Only the lines from the line holding "[locate] deck railing post (one dot each)" to the last line should be output, each exactly as given.

Supplied data:
━━━━━━━━━━━━━━━━
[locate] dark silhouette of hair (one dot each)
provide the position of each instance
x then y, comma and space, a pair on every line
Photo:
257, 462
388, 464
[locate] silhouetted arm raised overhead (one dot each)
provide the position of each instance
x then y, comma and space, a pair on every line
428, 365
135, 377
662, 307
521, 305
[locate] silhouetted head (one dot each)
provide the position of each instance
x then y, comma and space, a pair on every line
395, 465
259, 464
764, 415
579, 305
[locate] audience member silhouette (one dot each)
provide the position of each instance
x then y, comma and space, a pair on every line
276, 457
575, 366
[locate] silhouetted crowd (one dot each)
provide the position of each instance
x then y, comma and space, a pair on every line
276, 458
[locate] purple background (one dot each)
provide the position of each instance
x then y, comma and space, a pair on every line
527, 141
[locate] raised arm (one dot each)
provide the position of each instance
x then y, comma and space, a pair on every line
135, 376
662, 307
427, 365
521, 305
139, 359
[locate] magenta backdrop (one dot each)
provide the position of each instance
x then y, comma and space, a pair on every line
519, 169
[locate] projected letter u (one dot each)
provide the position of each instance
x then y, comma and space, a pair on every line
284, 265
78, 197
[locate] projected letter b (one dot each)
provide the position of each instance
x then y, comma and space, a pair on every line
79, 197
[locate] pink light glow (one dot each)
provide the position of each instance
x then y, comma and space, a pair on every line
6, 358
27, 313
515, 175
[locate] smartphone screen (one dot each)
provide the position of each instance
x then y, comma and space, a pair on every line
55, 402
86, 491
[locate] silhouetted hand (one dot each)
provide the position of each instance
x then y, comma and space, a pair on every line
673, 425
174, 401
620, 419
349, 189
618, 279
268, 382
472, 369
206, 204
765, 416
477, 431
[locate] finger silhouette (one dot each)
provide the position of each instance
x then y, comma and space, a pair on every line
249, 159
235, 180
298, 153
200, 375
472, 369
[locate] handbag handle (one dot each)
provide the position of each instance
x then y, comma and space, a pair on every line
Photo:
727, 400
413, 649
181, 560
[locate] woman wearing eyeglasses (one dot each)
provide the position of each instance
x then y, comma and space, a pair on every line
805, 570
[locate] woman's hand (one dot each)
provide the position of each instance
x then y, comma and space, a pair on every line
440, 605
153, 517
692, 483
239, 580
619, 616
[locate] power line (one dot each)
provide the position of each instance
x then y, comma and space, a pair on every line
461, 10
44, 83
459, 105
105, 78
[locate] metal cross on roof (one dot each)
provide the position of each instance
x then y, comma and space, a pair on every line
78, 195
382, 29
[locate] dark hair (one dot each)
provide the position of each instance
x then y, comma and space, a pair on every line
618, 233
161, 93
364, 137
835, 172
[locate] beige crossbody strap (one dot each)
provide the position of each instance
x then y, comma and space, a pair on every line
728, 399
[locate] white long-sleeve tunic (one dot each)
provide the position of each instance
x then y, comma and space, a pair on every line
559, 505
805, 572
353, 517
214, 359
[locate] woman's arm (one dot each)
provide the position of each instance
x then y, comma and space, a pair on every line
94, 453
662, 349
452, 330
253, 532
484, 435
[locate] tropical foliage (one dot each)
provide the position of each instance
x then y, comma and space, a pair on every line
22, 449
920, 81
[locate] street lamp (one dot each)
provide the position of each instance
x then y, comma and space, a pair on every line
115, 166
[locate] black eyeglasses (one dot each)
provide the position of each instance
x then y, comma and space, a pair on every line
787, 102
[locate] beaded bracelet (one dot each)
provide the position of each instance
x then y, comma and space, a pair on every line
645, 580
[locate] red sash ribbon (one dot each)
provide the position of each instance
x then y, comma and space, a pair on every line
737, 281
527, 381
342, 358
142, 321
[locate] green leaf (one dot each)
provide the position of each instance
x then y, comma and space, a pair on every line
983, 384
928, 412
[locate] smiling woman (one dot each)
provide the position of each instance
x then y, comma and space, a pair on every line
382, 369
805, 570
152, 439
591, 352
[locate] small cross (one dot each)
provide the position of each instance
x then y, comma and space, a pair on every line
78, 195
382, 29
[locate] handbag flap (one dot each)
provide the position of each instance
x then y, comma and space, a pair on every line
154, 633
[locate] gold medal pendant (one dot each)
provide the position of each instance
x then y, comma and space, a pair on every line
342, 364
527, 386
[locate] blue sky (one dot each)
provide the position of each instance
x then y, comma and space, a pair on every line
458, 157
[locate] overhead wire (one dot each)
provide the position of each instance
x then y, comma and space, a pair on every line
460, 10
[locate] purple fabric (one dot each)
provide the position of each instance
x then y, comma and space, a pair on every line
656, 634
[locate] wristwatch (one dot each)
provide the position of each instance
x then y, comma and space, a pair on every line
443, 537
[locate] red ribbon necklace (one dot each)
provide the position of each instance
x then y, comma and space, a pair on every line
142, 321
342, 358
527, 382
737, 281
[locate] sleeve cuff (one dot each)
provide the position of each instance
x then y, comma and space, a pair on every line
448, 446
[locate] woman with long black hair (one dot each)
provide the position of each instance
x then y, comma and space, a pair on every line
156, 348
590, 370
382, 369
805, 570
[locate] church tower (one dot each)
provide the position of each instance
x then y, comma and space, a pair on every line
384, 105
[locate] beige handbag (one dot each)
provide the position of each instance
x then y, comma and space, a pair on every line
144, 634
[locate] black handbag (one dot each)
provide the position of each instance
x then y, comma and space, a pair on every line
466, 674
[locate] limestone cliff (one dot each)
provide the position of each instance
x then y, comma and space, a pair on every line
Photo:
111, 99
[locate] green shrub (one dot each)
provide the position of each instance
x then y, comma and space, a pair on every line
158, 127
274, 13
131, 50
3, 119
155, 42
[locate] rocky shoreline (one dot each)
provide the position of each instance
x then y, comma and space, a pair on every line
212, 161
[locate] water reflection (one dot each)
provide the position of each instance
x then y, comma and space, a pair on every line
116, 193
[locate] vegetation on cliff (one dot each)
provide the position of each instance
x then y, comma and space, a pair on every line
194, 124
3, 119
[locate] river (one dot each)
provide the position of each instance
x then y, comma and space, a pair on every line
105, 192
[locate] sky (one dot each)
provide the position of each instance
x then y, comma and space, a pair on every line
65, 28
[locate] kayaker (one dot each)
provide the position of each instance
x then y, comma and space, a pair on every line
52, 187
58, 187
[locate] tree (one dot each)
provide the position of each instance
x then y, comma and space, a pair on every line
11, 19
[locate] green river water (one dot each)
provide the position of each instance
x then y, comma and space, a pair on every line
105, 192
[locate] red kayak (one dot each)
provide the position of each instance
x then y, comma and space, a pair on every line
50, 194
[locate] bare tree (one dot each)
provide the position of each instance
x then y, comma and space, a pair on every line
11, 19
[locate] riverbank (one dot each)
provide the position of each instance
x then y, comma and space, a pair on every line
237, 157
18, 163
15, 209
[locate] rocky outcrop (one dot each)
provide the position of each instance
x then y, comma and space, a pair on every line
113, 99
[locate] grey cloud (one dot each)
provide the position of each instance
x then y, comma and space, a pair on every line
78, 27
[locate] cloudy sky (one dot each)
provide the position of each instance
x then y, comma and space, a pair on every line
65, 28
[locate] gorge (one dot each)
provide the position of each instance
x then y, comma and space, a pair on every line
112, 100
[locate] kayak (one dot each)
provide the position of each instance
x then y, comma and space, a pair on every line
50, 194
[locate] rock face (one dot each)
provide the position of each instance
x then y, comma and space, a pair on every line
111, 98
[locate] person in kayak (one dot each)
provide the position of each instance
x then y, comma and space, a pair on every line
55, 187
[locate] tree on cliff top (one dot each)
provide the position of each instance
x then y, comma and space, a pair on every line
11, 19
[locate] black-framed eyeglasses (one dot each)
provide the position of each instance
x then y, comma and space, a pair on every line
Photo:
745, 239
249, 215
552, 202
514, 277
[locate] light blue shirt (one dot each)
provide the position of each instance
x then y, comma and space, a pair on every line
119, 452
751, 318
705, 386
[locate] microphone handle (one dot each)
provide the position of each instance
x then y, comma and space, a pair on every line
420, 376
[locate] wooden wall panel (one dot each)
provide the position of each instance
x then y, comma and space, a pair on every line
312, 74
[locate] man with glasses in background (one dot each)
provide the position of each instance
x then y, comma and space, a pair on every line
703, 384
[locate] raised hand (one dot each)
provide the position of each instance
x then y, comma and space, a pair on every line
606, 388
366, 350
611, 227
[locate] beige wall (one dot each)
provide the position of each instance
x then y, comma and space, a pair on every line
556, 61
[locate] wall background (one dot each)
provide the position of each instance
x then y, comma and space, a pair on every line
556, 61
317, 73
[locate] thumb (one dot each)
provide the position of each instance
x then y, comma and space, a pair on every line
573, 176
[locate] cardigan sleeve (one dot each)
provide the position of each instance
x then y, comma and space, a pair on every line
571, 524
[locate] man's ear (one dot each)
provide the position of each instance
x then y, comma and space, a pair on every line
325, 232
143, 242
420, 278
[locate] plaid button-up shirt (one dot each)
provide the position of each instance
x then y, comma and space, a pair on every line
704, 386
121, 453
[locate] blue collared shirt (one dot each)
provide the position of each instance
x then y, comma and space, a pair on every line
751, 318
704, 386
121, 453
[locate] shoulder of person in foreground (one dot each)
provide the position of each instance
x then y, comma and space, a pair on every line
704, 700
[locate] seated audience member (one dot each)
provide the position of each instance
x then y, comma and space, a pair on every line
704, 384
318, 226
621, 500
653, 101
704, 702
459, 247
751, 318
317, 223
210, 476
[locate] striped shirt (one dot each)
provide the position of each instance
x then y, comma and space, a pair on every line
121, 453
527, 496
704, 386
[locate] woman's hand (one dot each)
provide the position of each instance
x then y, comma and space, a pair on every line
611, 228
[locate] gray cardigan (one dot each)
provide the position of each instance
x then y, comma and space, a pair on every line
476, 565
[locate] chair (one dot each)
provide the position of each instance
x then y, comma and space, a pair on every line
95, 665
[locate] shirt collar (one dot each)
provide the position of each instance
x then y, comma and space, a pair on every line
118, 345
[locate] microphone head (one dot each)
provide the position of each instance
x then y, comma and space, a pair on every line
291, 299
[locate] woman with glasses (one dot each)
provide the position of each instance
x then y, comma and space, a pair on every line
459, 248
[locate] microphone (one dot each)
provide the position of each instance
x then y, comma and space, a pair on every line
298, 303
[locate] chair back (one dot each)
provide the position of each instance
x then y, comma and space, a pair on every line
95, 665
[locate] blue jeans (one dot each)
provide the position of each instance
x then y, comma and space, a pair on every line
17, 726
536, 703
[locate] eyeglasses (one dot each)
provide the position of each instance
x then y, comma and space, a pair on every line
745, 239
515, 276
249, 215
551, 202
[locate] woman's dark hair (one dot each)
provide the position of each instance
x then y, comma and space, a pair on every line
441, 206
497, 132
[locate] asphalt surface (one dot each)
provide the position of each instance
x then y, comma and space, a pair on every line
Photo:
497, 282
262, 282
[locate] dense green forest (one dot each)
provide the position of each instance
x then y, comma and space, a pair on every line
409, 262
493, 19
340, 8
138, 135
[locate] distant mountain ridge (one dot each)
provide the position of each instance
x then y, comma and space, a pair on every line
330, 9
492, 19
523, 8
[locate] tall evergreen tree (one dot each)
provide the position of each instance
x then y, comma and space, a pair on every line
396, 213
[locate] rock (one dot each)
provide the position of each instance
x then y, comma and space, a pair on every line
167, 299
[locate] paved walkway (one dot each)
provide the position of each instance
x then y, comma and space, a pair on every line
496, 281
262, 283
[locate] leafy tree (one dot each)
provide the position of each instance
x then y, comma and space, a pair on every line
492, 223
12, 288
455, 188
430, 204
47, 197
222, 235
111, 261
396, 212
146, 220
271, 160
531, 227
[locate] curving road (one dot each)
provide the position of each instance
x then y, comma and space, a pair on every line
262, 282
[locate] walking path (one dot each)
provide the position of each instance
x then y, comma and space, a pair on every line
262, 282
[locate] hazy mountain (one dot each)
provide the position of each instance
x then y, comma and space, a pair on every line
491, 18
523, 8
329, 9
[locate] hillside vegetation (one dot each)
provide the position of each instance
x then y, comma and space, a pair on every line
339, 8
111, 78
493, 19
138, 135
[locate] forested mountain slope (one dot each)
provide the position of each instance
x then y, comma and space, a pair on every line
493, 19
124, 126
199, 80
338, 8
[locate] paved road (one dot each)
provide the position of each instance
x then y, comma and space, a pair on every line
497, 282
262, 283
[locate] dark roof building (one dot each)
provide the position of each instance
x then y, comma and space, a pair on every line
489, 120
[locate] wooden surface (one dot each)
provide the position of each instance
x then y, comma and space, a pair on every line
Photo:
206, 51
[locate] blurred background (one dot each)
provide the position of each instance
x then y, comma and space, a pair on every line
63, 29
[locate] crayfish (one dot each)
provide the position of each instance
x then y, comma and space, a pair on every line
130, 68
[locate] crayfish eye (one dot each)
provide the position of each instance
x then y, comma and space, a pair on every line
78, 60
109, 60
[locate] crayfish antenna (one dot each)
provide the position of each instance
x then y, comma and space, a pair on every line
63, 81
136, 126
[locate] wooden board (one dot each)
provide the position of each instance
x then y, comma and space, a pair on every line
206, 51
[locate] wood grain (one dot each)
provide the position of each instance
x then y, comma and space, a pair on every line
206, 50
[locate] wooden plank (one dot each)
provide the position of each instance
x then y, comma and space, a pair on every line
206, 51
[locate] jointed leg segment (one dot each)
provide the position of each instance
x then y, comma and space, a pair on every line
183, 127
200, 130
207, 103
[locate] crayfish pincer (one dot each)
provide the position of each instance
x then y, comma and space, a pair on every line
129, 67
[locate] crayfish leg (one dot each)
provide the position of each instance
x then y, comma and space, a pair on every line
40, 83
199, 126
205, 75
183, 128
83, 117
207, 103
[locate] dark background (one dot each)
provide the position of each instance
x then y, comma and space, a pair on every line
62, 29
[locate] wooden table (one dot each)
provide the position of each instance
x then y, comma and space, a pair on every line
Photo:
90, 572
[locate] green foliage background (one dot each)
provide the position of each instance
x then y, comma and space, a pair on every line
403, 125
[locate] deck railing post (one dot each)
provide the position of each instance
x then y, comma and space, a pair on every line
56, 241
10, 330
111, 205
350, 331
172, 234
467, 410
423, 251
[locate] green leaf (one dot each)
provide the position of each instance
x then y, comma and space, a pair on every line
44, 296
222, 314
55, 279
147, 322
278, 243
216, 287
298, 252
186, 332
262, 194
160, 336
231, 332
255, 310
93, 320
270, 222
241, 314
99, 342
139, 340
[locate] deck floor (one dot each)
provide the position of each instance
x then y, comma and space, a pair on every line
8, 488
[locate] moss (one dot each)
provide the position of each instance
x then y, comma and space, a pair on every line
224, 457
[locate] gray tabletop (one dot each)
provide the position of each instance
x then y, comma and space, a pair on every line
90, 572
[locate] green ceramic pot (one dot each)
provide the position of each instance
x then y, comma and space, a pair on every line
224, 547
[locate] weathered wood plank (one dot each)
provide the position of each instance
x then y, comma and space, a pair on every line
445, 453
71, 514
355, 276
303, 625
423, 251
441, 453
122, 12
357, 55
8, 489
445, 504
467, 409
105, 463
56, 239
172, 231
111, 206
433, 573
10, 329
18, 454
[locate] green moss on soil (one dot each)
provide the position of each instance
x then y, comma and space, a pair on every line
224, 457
━━━━━━━━━━━━━━━━
Right answer:
[locate] deck railing post (one dot each)
provide the position of each instance
x then y, comma and space, a pair on every line
56, 241
10, 330
111, 205
350, 331
172, 234
467, 410
423, 251
[locate] green leaf (one dot each)
provide the position of each instance
x then y, comma and space, a pair on every line
44, 296
222, 314
55, 279
147, 322
278, 243
216, 287
298, 252
186, 332
262, 194
160, 336
231, 332
255, 310
93, 320
270, 222
241, 314
99, 342
139, 340
[locate] deck floor (one dot each)
provide the position of each instance
x then y, comma and space, a pair on every line
8, 488
[locate] moss (one dot each)
provide the position of each instance
x then y, comma and space, a pair on every line
224, 457
[locate] gray tabletop (one dot each)
provide the position of each instance
x then y, comma and space, a pair on every line
90, 572
[locate] green ceramic pot (one dot each)
provide the position of each instance
x then y, comma and space, a pair on every line
224, 547
[locate] weathered wood plank (one dot each)
provide the position of each instance
x then y, comma and space, a pair on every line
445, 453
71, 514
355, 276
303, 625
423, 251
441, 453
122, 12
357, 55
8, 489
445, 504
467, 409
105, 463
56, 239
172, 231
111, 206
433, 573
10, 329
18, 454
[locate] green moss on soil (one dot each)
provide the position of each instance
x then y, comma and space, a pair on every line
224, 457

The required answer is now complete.